▸ BRIEF
Pick out every line in the material below that contains the word "negative", and copy those lines. Case counts, so match capital and small letters.

▸ DATA RECORDS
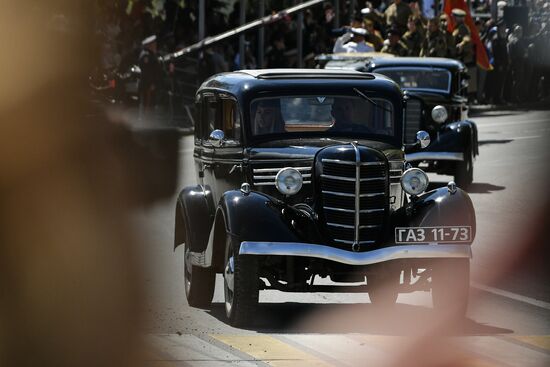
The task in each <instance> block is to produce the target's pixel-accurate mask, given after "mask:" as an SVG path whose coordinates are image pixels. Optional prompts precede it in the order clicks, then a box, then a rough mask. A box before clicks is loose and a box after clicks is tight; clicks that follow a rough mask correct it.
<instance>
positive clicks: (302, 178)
mask: <svg viewBox="0 0 550 367" xmlns="http://www.w3.org/2000/svg"><path fill="white" fill-rule="evenodd" d="M302 184H303V177H302V174H301V173H300V172H299V171H298V170H297V169H296V168H292V167H287V168H283V169H282V170H280V171H279V173H277V176H275V186H276V187H277V190H279V192H280V193H281V194H283V195H294V194H296V193H297V192H298V191H300V189H301V188H302Z"/></svg>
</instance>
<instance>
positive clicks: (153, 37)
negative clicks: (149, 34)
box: [141, 35, 157, 46]
mask: <svg viewBox="0 0 550 367" xmlns="http://www.w3.org/2000/svg"><path fill="white" fill-rule="evenodd" d="M156 40H157V36H155V35H152V36H149V37H147V38H146V39H144V40H143V41H141V45H142V46H147V45H149V44H151V43H153V42H155V41H156Z"/></svg>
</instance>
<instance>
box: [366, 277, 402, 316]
mask: <svg viewBox="0 0 550 367" xmlns="http://www.w3.org/2000/svg"><path fill="white" fill-rule="evenodd" d="M400 277H401V272H400V271H383V272H375V273H373V274H371V275H368V276H367V285H368V293H369V298H370V302H371V304H372V305H373V306H375V307H380V308H383V307H390V306H393V305H394V304H395V302H396V301H397V297H398V296H399V291H398V287H399V282H400Z"/></svg>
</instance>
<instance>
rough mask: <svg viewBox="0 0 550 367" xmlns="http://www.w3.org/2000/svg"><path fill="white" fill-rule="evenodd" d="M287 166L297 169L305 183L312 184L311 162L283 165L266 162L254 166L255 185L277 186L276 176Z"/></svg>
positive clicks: (253, 180)
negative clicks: (311, 179) (311, 174)
mask: <svg viewBox="0 0 550 367" xmlns="http://www.w3.org/2000/svg"><path fill="white" fill-rule="evenodd" d="M266 166H269V167H266ZM285 167H292V168H295V169H297V170H298V171H300V173H301V174H302V177H303V179H304V182H303V184H304V185H308V184H311V162H302V163H297V164H296V166H293V165H288V164H287V165H283V164H281V163H278V164H266V165H262V167H258V168H256V167H254V168H253V169H252V172H253V177H252V178H253V183H254V186H275V177H276V176H277V173H278V172H279V171H280V170H281V169H283V168H285Z"/></svg>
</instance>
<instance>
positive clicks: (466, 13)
mask: <svg viewBox="0 0 550 367" xmlns="http://www.w3.org/2000/svg"><path fill="white" fill-rule="evenodd" d="M457 8H458V9H462V10H464V11H465V12H466V18H465V19H464V23H466V25H467V26H468V28H469V29H470V33H471V34H472V41H473V42H474V45H475V46H476V62H477V65H478V66H479V67H480V68H482V69H484V70H493V67H492V66H491V64H490V63H489V57H488V56H487V50H486V49H485V45H484V44H483V43H482V42H481V39H480V38H479V33H478V31H477V28H476V25H475V23H474V20H473V19H472V16H471V15H470V8H469V7H468V5H466V2H465V1H464V0H445V7H444V8H443V11H444V12H445V13H446V14H447V17H448V18H449V22H448V23H447V27H448V29H449V32H452V31H453V30H454V28H455V25H454V19H453V16H452V14H451V12H452V10H453V9H457Z"/></svg>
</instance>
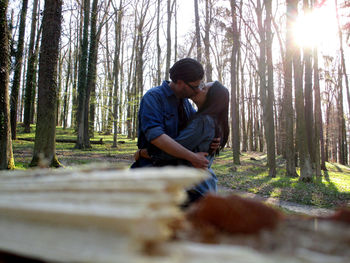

▸ ANSWER TO THE PROBLEM
negative clicks: (149, 34)
negative clicks: (311, 179) (311, 174)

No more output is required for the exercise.